··· SUPPLIED INFORMATION ···
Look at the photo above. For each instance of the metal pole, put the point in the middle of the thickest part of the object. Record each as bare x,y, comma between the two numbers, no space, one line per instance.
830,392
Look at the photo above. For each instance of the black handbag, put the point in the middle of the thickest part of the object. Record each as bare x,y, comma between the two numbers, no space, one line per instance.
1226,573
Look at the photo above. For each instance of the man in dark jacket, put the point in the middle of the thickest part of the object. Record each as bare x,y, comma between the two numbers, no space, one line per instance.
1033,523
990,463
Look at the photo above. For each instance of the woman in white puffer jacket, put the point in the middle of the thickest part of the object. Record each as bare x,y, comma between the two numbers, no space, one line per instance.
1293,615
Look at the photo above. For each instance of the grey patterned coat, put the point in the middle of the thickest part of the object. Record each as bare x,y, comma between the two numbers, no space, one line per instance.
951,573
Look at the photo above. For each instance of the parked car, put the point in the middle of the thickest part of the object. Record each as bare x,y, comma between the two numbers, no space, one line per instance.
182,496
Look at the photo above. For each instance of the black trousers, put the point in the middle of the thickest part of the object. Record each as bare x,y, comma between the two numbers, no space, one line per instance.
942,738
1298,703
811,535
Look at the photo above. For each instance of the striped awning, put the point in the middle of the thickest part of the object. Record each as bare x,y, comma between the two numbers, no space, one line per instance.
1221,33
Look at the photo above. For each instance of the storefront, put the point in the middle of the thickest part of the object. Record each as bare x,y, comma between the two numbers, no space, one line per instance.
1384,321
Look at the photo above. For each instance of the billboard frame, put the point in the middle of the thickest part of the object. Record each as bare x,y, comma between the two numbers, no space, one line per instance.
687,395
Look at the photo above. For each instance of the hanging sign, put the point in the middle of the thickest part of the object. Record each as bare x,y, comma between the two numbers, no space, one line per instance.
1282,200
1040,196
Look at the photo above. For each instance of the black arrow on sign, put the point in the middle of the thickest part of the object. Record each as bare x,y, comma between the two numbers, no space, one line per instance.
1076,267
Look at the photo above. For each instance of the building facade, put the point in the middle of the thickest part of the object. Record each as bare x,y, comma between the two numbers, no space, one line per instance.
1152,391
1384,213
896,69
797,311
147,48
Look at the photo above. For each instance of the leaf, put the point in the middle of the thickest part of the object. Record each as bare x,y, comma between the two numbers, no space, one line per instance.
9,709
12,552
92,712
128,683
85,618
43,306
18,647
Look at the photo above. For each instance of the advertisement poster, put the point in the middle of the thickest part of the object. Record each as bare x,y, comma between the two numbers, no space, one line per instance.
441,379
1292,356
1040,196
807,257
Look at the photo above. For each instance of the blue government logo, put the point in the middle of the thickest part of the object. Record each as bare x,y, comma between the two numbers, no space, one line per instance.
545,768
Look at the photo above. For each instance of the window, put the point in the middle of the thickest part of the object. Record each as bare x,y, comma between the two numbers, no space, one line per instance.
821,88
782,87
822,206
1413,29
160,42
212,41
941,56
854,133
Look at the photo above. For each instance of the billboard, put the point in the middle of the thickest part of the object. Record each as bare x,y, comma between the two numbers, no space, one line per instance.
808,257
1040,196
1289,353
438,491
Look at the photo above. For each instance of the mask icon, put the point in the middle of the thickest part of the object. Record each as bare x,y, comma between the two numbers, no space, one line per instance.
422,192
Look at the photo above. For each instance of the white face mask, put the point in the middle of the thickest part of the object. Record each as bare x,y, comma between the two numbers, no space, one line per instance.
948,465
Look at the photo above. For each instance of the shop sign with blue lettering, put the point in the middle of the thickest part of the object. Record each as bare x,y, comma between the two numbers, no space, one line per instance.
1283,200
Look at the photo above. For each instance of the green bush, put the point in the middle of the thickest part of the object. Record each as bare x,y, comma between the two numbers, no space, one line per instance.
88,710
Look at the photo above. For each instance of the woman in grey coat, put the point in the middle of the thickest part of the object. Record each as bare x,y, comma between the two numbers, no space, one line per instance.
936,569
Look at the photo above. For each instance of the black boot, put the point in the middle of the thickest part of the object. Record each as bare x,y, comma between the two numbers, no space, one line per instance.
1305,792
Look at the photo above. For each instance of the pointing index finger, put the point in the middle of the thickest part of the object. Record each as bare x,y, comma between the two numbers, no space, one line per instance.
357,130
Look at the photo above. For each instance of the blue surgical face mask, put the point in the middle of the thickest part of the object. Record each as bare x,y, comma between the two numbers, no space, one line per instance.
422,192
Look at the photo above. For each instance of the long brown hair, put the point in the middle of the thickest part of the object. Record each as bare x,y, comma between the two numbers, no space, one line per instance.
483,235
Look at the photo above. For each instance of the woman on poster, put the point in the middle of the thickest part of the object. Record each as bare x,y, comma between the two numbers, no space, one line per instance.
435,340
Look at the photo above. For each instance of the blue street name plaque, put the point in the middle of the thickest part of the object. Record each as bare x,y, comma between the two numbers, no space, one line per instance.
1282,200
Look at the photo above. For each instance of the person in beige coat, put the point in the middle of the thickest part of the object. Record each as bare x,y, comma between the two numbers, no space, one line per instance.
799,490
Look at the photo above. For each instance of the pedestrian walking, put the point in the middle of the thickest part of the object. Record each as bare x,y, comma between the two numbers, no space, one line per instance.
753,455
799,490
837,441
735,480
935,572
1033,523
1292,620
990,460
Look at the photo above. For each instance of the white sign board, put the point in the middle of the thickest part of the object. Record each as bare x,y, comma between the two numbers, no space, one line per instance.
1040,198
···
INSTRUCTIONS FOR THE TASK.
Through the last line of the entries above, beginning at the line containing "Look at the photo above. For each instance of the pedestrian", transcribe each line exactly, both ends included and nothing more.

SOLUTION TO THE EXERCISE.
Look at the photo above. For each instance of the pedestrian walking, put the point in the middle of the thickest part of the object. Record each as bare x,y, comma between the two numbers, no space, one line per instance.
753,455
799,490
837,441
735,480
935,572
1033,523
1292,620
990,460
Look at the photo above. For each instance of the white sign board, put the point in the middle of the thickest part of the object. Record each as bare x,y, comma between the two numbers, no space, one line per instance.
1040,198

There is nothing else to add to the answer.